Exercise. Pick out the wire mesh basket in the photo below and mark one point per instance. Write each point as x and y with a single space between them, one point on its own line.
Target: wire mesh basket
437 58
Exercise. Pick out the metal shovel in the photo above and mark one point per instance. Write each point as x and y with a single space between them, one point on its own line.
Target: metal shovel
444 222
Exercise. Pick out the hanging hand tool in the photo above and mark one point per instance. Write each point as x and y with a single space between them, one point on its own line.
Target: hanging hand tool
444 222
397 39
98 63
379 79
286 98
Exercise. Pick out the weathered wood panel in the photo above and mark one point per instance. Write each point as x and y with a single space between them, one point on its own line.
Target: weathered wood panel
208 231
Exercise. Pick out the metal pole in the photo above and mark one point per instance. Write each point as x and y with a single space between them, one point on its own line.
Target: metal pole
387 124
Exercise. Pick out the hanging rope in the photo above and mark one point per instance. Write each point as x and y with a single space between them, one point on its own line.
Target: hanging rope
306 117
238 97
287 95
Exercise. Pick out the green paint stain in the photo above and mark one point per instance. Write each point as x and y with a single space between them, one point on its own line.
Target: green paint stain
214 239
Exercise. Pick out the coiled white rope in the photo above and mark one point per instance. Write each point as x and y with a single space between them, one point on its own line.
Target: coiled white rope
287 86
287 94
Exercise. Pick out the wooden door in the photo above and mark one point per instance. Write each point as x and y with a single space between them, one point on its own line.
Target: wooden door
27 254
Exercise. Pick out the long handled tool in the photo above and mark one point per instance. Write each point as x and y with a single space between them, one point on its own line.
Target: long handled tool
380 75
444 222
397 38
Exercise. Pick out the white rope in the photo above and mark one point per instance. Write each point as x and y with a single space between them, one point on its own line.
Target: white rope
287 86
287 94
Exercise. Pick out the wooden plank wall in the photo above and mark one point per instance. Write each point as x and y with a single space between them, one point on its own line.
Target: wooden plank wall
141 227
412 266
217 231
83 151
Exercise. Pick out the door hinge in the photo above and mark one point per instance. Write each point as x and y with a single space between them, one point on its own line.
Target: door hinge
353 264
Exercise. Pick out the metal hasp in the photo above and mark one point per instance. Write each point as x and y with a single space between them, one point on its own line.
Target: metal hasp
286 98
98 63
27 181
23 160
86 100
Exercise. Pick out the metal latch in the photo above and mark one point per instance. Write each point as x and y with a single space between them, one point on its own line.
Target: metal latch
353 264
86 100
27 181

#### [Task]
Give back the whole listing. Match it exactly.

#### [Final answer]
Exercise. Pick out the wire mesh basket in the photo below and mark one point per instance. Write each point as x and y with a single space between them, one point on its own line.
Target: wire mesh basket
437 58
Exercise. Pick out the metal shovel in the photo above and mark one point per instance. Write each point as x and y with a single space between them, one point on its own line.
Target: metal shovel
444 222
Exercise. Pick out the hanging hand tool in the photo above and mark one point per instance. Write each point as x and y with a single space between them, one point on its own line.
Target: hanging hand tool
444 222
397 39
98 63
379 79
286 98
Exercise. Pick out the weathered wood panel in the photo above and mark one point per instance. Write each point as x and y with a single space between them, one point on its own line.
Target: weathered wood panel
208 231
Exercise. Pick out the metal pole in the photo above and mark one point per instance. Write each point as x and y with a single space between them, one point on its own line.
Target: metal pole
387 124
Exercise. Pick out the hanging rope in the photo above and mark one point per instance. Write each point as x and y with a single space between them, one point on its own line.
Target: hanging rope
306 117
238 97
287 95
Exercise. Pick out the green paint stain in the photo above and mark one point per instance. Write each point as x and y with a single space between them, one point on its own line.
Target: green paint stain
214 239
Exercise. Pick out the coiled white rope in the photo above and mark one point per instance. Write each point as x and y with a single space between them, one point on its own line.
Target: coiled white rope
287 86
287 94
Exercise. Pick out the wooden door in the photo above and mark one point per instance. Write each point as x and y with a single space between them, one point on its own line.
Target: wooden door
27 254
Exercise. Pick out the long handled tool in the photo above and mark one point per instance. Write each point as x and y with a single space between them, one point on its own line.
Target: long handled tool
380 75
444 222
397 38
Exercise. Pick out the white rope in the photo above and mark one point per instance. Write each point as x and y with a single space between them, one point on its own line.
Target: white rope
287 86
287 94
Exercise. Pick out the wooden plank wall in the photo above and mark one point per instance. Write each point as x and y with a single space between them, one point on its own line.
Target: wooden plank wall
141 227
412 266
217 231
83 151
Exercise. Pick out the door hinge in the photo above and mark one point per instance. Write each point as x and y with a single space between them, one point on its own line.
Target: door hinge
353 264
Exercise. Pick out the metal hasp in the photo above and mark one point per instance. Write each point as x and y with a single space between them, one point on its own line.
Target: metal hasp
286 98
98 63
27 181
23 160
86 100
Exercise. Pick out the metal latch in the photo above and mark one point per instance. Write each point as x and y with a single space between them, one point on its own line.
Target: metal latch
353 264
86 100
27 181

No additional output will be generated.